## Cosa fare
Ricopia tutti i record qui sotto riga per riga, senza cambiare nulla.
········
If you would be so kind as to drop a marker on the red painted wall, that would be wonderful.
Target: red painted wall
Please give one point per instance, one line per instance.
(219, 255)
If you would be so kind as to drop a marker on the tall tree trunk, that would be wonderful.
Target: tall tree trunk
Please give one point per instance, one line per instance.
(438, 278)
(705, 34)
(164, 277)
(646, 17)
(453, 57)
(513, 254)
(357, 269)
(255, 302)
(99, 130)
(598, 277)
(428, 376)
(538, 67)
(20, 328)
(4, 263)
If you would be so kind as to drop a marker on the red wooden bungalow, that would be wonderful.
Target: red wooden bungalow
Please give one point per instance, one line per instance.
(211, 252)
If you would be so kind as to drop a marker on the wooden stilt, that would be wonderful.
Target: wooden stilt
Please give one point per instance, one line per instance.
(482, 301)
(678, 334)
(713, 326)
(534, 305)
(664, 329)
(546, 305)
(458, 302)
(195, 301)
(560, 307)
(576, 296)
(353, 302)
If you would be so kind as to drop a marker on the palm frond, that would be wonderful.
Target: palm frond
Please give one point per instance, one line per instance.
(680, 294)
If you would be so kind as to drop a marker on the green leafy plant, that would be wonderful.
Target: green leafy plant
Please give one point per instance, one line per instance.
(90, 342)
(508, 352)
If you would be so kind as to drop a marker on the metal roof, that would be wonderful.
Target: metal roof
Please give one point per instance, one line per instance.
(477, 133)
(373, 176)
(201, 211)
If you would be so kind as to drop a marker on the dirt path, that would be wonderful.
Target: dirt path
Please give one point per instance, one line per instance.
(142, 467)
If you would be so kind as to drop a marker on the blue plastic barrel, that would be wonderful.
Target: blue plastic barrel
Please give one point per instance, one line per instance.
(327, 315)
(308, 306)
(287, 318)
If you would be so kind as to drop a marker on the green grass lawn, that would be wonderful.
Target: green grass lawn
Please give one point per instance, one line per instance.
········
## In risposta
If you would be so kind as to drop a marker on the red painted wall, that would be wonderful.
Target: red painted wall
Please give one point per instance, one line per instance.
(219, 255)
If you would be so kind as to drop a marker on the tall tree trunk, that would be wonderful.
Target: tall tree trunk
Please give one point per instance, one line per instance.
(438, 278)
(705, 34)
(164, 277)
(646, 17)
(453, 57)
(513, 254)
(357, 269)
(255, 302)
(99, 130)
(598, 277)
(428, 376)
(538, 67)
(20, 328)
(4, 263)
If you would be so kind as to drop a marker on the red wooden bungalow, that would be wonderful.
Target: red wooden bungalow
Please give one point per instance, one line per instance.
(211, 252)
If you would be so kind as to drop a marker on the wooden stilt, that would be wonderful.
Target: wooden stilt
Please give one point per instance, one line per instance.
(482, 301)
(678, 334)
(713, 326)
(534, 305)
(664, 329)
(546, 305)
(458, 302)
(195, 301)
(560, 307)
(576, 296)
(353, 302)
If you would be so kind as to drop a marker on the palm frond, that would be wonderful.
Target: palm frond
Please give one point per instance, one line per instance.
(680, 294)
If you would be so kind as to drop a marker on the green leafy plant, that would be wonderful.
Target: green leafy plant
Please give one point per instance, one line per instance.
(90, 342)
(508, 352)
If you would be so kind as to drop a marker on the metal roof, that would be wonderful.
Target: metal roof
Please give one point per instance, one line per instance.
(477, 133)
(373, 176)
(201, 211)
If you would be so kind as to drop a marker on the dirt path, that would be wonderful.
Target: dirt path
Please give one point per instance, one line per instance.
(142, 467)
If you would be so kind as to drop a marker on the blue plastic barrel, that would be wonderful.
Target: blue plastic barrel
Please give one point per instance, one line per instance.
(327, 315)
(308, 306)
(287, 318)
If you would be so kind as to drop a marker on the green grass lawn, that would be wonderful.
Target: green grass lawn
Please give one point per instance, one line per instance.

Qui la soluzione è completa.